Task to complete –
Exactly how many lines of the data below include the string "chalkboard"? State the number and nothing more.

++++ Listed entries ++++

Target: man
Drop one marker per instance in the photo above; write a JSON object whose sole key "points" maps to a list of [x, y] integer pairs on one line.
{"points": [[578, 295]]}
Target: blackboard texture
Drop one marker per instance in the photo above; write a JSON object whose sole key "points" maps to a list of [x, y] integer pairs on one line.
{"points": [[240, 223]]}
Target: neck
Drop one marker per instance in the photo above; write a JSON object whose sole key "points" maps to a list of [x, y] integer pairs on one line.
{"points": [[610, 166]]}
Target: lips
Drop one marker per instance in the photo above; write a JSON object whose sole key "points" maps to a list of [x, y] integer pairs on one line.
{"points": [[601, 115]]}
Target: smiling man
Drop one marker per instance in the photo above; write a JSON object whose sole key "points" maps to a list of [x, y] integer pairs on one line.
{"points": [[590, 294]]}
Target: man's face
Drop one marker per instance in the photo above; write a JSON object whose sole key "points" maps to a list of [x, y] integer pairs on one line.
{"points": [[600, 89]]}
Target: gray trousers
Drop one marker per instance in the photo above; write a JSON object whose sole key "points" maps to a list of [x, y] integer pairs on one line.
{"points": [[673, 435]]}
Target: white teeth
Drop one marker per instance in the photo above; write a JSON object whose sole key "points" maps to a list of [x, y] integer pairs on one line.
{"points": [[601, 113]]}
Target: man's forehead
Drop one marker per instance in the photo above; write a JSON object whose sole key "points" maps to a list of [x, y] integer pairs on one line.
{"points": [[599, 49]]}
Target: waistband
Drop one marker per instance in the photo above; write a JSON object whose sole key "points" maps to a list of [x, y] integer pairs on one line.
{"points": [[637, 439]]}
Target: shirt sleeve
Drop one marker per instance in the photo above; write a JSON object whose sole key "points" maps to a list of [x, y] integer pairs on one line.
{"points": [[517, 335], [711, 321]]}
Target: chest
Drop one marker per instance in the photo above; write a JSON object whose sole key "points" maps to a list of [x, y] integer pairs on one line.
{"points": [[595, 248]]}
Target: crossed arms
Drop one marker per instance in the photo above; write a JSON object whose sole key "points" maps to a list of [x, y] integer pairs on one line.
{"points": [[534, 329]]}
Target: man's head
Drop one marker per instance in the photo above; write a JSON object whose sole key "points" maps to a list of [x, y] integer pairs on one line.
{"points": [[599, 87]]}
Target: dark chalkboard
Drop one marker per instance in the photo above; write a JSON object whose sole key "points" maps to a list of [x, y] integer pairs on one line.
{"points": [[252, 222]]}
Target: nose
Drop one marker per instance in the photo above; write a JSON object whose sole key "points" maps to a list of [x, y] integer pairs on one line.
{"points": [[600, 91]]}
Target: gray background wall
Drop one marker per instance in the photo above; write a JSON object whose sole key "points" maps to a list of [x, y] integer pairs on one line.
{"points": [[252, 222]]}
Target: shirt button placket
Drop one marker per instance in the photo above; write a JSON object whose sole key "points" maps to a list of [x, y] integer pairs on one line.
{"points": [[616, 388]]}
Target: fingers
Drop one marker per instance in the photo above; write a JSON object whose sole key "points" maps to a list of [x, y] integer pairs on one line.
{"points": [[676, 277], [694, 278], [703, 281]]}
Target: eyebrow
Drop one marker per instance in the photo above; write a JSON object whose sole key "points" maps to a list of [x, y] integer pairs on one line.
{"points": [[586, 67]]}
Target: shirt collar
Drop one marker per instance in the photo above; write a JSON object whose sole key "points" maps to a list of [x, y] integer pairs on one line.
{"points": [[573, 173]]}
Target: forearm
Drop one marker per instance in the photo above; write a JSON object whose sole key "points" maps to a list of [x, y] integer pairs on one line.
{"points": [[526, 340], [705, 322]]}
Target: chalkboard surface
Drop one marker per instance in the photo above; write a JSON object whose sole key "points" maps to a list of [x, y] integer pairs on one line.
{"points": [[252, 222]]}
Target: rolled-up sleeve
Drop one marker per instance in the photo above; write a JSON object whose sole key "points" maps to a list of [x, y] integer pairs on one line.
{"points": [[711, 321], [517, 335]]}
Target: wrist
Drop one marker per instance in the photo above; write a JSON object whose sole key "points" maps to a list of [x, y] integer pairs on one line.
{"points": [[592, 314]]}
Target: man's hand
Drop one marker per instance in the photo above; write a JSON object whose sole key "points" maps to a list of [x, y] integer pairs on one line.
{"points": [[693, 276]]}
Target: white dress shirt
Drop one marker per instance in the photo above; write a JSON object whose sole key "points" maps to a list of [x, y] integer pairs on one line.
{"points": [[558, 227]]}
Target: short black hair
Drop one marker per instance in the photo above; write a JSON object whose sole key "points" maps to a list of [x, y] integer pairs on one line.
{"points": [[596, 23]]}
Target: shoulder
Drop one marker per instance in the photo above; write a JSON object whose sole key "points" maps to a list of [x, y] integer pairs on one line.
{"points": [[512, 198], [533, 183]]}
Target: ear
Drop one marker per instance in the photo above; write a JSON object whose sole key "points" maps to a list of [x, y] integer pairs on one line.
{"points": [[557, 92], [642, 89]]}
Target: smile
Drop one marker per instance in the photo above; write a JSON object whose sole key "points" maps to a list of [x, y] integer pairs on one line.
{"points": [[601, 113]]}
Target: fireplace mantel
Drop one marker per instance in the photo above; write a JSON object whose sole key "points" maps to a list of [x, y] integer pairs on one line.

++++

Worked solution –
2